= INSTRUCTION 1 =
In the restroom layout post, quote the passage from "## Michael.L (May" up to and including "is not required.".
= INSTRUCTION 2 =
Per the restroom layout post, what size is the entry door in this version, and which way does it open?
= INSTRUCTION 3 =
Summarize the restroom layout post in two sentences.

= EXCERPTED TEXT =
* * * * * * * * *
# Please check my "version 2" ADA restroom layout



## Michael.L (May 22, 2018)

As stated in my first ADA restroom layout thread, I'm trying to design a single-occupancy ADA-compliant restroom for a small cafe. The restroom must be as compact as possible, especially in width.

Differences between the design in the first thread and this version are:

1. This design adds a urinal.

2. Instead of using generic fixture symbols from the drafting software's shapes library, I have drawn my own symbols using the actual dimensions from the Toto fixtures I intend to have installed. This allows me to accurately determine the required clear floor space (CFS) between the fixtures.

3. The entry door is now 36" and opens outward. Note, that I've based the inside CFS for a door with a deadbolt and a closer. (Or, for a latch and no closer.)

4. I've increased the space from the centerline of the lavatory to the side wall to 18", even though this is not required.

5. My original design was to the exact minimums (with the intent of later adding some extra space for building tolerances). This design shows the extra space already incorporated (the light gray dashed lines around the T-shaped turning space and to the front and left side of the water closet's CFS.

6. This version shows the location and CFS for each of the in-wall dispensers, plus a surface-mounted baby changing station.
* * * * * * * * *
= LISTED RECORDS =
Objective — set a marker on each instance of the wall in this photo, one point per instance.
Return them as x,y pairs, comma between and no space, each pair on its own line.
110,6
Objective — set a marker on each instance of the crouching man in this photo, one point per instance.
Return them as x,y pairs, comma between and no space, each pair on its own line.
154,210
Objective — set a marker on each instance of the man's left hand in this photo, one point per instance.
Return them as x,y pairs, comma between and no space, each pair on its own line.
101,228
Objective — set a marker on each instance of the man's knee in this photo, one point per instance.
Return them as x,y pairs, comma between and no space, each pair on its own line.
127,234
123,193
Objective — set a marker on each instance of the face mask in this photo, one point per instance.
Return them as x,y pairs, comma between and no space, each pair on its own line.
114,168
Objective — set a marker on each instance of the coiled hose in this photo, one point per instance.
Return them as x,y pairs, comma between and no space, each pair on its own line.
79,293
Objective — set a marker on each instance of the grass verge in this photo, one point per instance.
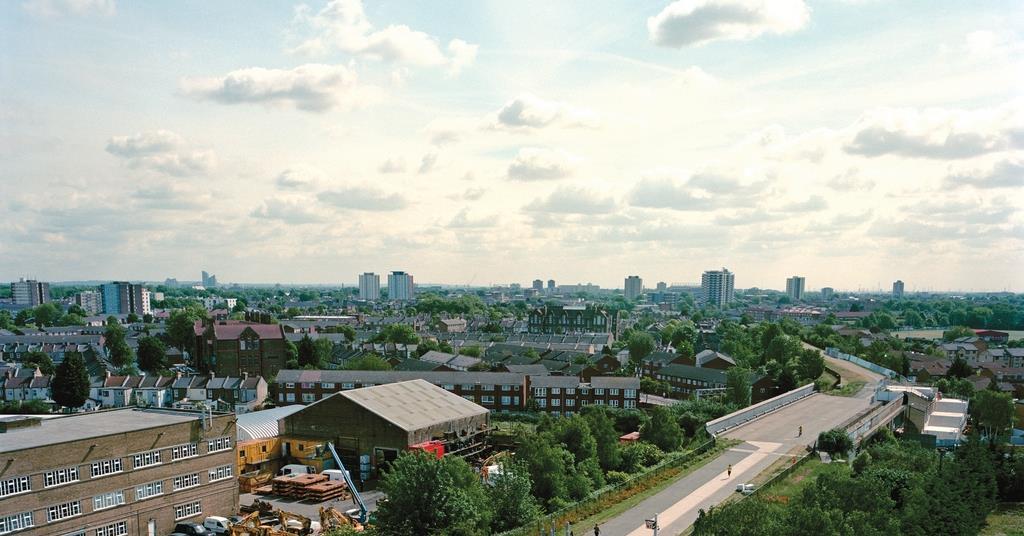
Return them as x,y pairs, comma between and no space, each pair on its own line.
668,478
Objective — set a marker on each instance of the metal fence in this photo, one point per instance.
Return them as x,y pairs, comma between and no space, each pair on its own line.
595,502
835,353
752,412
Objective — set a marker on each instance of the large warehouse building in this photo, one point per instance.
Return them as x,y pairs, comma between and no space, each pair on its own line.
371,426
115,472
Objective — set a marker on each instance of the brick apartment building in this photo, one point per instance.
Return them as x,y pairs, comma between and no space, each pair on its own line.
499,392
115,472
233,347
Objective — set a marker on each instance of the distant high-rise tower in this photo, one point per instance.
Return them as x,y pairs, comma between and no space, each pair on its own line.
718,286
400,286
370,286
30,292
633,287
795,288
898,289
122,298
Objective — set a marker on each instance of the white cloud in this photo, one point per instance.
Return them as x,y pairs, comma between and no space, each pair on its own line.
463,219
669,193
572,201
342,25
542,164
55,8
938,133
298,178
363,198
687,23
1005,173
527,111
162,151
427,163
392,165
288,210
311,87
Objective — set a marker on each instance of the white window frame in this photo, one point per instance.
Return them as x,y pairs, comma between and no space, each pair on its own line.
187,450
218,444
187,509
14,486
52,479
184,482
108,500
16,522
150,490
64,510
145,459
104,467
220,473
114,529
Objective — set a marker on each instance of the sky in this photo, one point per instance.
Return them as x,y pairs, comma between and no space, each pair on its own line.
852,142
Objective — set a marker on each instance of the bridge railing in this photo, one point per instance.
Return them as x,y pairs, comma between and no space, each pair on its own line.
760,409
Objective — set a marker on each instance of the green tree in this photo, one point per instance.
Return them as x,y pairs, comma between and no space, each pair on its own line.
323,352
737,385
510,497
992,411
368,362
152,355
603,428
45,315
117,345
71,381
181,328
640,345
835,442
426,495
663,429
40,360
960,368
307,353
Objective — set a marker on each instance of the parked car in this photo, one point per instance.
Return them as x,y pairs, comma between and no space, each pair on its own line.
192,529
217,525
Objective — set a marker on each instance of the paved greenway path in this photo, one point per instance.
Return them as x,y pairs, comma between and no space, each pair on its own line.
765,441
* * * * * * * * *
= TASK SOLUTION 1 =
## Michael.L (May 22, 2018)

As stated in my first ADA restroom layout thread, I'm trying to design a single-occupancy ADA-compliant restroom for a small cafe. The restroom must be as compact as possible, especially in width.

Differences between the design in the first thread and this version are:

1. This design adds a urinal.

2. Instead of using generic fixture symbols from the drafting software's shapes library, I have drawn my own symbols using the actual dimensions from the Toto fixtures I intend to have installed. This allows me to accurately determine the required clear floor space (CFS) between the fixtures.

3. The entry door is now 36" and opens outward. Note, that I've based the inside CFS for a door with a deadbolt and a closer. (Or, for a latch and no closer.)

4. I've increased the space from the centerline of the lavatory to the side wall to 18", even though this is not required.

= TASK SOLUTION 2 =
The entry door is 36" and opens outward.

= TASK SOLUTION 3 =
The poster is designing a single-occupancy ADA-compliant restroom for a small cafe that must be as compact as possible, especially in width. This second version adds a urinal, uses self-drawn symbols based on the actual Toto fixture dimensions, has a 36" outward-opening door, gives more space from the lavatory centerline to the side wall, builds in extra space for building tolerances, and shows the in-wall dispensers and a baby changing station.